Source passage Block Start

The Pioneer is a statue by Henry Lion that was designed as part of a fountain in Carthay Circle Park. Standing about seven feet tall and weighing 512 pounds, it was installed on September 25, 1924. Also known as "Dan the Miner", the statue went missing in 2009. It has been stolen during a rash of robberies spawned by rising copper prices. The statue was recovered, repaired, and reinstalled in 2010.

Historical markers placed in the area by the Native Sons of the Golden West and Founders of Carthay Center include: Portolá Trail 1769, Juan Bautista de Anza, Daniel O. McCarthy, "Snowshoe" Thompson and Jedediah Strong Smith.

==Historic Preservation Overlay Zone ==

The Carthay Circle Historic Preservation Overlay Zone (HPOZ) adopting ordinance became effective on July 24, 1998. The Carthay Circle preservation plan was adopted by the City of Los Angeles on December 9, 2010.

Source passage Block End
Data excerpts Block Start

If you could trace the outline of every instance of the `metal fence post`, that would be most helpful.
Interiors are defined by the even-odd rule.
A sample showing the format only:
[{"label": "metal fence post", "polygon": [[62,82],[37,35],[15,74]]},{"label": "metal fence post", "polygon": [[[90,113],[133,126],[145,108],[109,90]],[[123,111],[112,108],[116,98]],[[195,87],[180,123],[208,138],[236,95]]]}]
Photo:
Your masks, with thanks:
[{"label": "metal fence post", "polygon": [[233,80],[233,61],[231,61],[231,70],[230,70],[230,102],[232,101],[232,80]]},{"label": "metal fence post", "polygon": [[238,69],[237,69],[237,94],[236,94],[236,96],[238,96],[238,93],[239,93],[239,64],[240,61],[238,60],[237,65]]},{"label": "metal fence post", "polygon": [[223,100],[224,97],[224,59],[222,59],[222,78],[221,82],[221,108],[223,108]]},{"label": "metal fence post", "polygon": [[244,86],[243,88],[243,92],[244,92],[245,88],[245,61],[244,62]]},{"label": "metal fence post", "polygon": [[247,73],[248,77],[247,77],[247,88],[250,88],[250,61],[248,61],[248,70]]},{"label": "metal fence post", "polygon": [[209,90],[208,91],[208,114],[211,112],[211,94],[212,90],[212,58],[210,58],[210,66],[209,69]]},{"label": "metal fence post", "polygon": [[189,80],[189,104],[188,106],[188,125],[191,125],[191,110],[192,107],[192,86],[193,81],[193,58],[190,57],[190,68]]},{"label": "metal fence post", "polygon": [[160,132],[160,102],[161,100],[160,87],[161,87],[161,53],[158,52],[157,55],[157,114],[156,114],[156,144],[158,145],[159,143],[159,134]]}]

Data excerpts Block End

== Description of the task ==
Pick up the passage about Carthay Circle above and continue it from its final sentence.

== Output of the exercise ==
The following architectural styles are present in the Carthay Circle HPOZ: Colonial Revival, Dutch Colonial Revival, English Tudor Revival, French Eclectic, Monterey Revival, Spanish Colonial Revival and Minimal Traditional. Objectives of the HPOZ include: Safeguarding the character of historic buildings and sites and recognizing and protecting the historic streetscape and development patterns.